**Written task:** Skip the pictures and extract all of the lines exactly as written.

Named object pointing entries
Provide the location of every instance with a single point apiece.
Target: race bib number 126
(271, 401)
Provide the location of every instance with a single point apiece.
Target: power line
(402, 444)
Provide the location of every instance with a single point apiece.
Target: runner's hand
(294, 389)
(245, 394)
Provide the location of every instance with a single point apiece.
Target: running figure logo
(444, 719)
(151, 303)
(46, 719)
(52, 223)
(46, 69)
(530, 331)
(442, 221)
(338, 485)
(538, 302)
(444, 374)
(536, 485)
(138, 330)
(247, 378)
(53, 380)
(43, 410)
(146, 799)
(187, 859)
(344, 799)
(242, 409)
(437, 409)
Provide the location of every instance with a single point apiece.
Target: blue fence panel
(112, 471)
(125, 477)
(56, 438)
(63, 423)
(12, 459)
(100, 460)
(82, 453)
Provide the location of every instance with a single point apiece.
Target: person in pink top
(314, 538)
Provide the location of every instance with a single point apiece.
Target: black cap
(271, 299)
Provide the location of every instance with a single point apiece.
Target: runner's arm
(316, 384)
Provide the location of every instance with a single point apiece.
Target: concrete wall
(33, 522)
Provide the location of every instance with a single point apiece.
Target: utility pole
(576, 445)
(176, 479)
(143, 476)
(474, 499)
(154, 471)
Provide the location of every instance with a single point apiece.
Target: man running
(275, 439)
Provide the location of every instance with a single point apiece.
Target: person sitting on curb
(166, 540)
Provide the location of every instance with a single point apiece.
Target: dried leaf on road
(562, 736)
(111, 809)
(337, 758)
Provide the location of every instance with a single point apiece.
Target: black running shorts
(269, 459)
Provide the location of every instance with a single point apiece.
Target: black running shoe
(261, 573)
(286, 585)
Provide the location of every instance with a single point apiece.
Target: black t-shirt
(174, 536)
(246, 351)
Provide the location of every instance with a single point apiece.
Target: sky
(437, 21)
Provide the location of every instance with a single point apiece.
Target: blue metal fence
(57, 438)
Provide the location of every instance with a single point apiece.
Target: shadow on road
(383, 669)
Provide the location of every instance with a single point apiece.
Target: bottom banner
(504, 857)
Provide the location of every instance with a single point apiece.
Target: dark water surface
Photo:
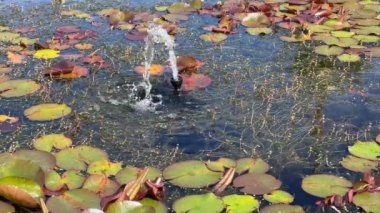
(269, 99)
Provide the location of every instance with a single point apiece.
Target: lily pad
(358, 164)
(24, 192)
(328, 50)
(47, 112)
(192, 174)
(46, 54)
(213, 37)
(368, 150)
(279, 196)
(349, 58)
(47, 142)
(259, 31)
(240, 203)
(256, 184)
(251, 165)
(368, 201)
(199, 204)
(283, 208)
(325, 185)
(18, 88)
(131, 173)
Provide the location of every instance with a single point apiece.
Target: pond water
(269, 99)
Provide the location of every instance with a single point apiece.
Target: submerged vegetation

**Finished exercise:**
Provide the location of every instance with a single point apiece.
Target: race bib number 126
(271, 401)
Provide the location of every instance with a single point apiece.
Target: power line
(402, 444)
Provide the location of every instance with a single point apiece.
Target: runner's hand
(294, 389)
(245, 394)
Provide the location of every instance with a single point apiece.
Target: running figure logo
(444, 719)
(151, 303)
(46, 719)
(52, 223)
(46, 69)
(530, 331)
(442, 221)
(338, 485)
(538, 302)
(444, 374)
(536, 485)
(138, 330)
(247, 378)
(53, 380)
(43, 410)
(146, 799)
(187, 859)
(344, 799)
(242, 409)
(437, 409)
Provide the location of every instance with a single point apiece.
Target: blue fence panel
(112, 471)
(125, 477)
(56, 438)
(63, 423)
(12, 459)
(100, 460)
(82, 453)
Provide the location of every instance with a single point apiece.
Target: person in pink top
(314, 538)
Provide the location of every instance with a single point apiece.
Target: black cap
(271, 299)
Provide the location of every instance with a single point apiece.
Target: runner's arm
(316, 384)
Provide the location of every instance with a single point apiece.
Target: concrete wall
(33, 522)
Provide the location of every instance with a single point apiece.
Target: utility pole
(576, 445)
(176, 479)
(143, 476)
(474, 499)
(154, 471)
Provide the location of every instance with a single point apiece.
Target: man running
(275, 439)
Provide the location of every instance with a single point apiece.
Target: person sitting on curb
(166, 540)
Provide the location of every instance with a single point apiece.
Target: dried leaf on road
(562, 736)
(111, 809)
(337, 758)
Provide the location of every instance with a single point apiece.
Target: black running shorts
(269, 459)
Provide the location of every instance with a single point apiece.
Target: black running shoe
(261, 573)
(286, 585)
Provide the location of every instance with a single point apiece.
Target: black t-shirt
(174, 536)
(246, 351)
Provide the location of every instance with a single point apiece.
Target: sky
(437, 21)
Provide the location of every instance with a single point apiece.
Target: blue metal fence
(57, 438)
Provide the location of every instance with a single point apiece.
Target: shadow on road
(383, 669)
Provide the location of every instance with a single point apiece.
Target: bottom banner
(504, 857)
Provide the location of every instance with a single point apiece.
Target: dark water surface
Photo:
(269, 99)
Provide the location of every instance with a single point apiece.
Target: lily pad
(358, 164)
(24, 192)
(328, 50)
(47, 112)
(192, 174)
(46, 54)
(213, 37)
(368, 150)
(279, 196)
(349, 58)
(47, 142)
(259, 31)
(240, 203)
(256, 184)
(251, 165)
(368, 201)
(199, 204)
(283, 208)
(325, 185)
(18, 88)
(131, 173)
Provide the location of every instance with a single point apiece.
Target: pond water
(269, 99)
Provide the location of every instance with a single point apiece.
Target: submerged vegetation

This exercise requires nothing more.